+++ Text under study

My day job is to help analyze and model biological systems. My intellectual passion is to eventually use computers to help create knowledge that would be impossible to even comprehend otherwise. I’m pretty much as strong of a proponent of using mathematical and computer modeling to make real world decisions as you can find.
But I try my hardest to remember that models are only abstract reflections of reality and need to have their basic premises and output constantly reevaluated. We’re never going to be able to understand reality perfectly, and just because we find some discrepancies doesn’t mean that we should give up and say it’s all a waste, but on the other hand we need to remember not to treat our concepts as reality itself.
This is the big problem I have with the current state economics in general and finance in particular. They act as if their models are flawless, and if reality doesn’t do what the model said, then it was just because of random bad luck. The problem is that this isn’t true. I’m not even talking about on a philosophical level, I mean it is literally accepted that their models are based on so many flawed assumptions — and even the wrong mathematical foundations — that they only “work” in the sense that they explain what happens in the least interesting of times.
Naked Capitalism has a good introductory post about this problem, and how literally the entire fate of the world economy rested on risk models that have been known for decades to be fundamentally flawed. So whenever you hear Greenspan say this is a “once in a century” event or that it was unforeseeable, don’t believe it. My favorite excerpt that Yves quoted in the post:
We selected the six largest daily percentage changes in the Dow Jones Industrial Average during October, and asked the question of how frequent these changes occur assuming that, as is commonly done in finance models, these events are normally distributed. The results are truly astonishing. There were two daily changes of more than 10% during the month. With a standard deviation of daily changes of 1.032% (computed over the period 1971-2008) movements of such a magnitude can occur only once every 73 to 603 trillion billion years. Since our universe, according to most physicists, exists a mere 20 billion years we, finance theorists, would have had to wait for another trillion universes before one such change could be observed. Yet it happened twice during the same month.

++++++
+++ Material shown

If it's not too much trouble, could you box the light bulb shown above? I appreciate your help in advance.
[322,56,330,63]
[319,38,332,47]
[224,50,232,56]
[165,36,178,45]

++++++

** Assigned task **
From the essay on financial models above, please reproduce word for word the part that opens with "My day job is" and closes with "as reality itself.".

** Result of the exercise **
My day job is to help analyze and model biological systems. My intellectual passion is to eventually use computers to help create knowledge that would be impossible to even comprehend otherwise. I’m pretty much as strong of a proponent of using mathematical and computer modeling to make real world decisions as you can find.
But I try my hardest to remember that models are only abstract reflections of reality and need to have their basic premises and output constantly reevaluated. We’re never going to be able to understand reality perfectly, and just because we find some discrepancies doesn’t mean that we should give up and say it’s all a waste, but on the other hand we need to remember not to treat our concepts as reality itself.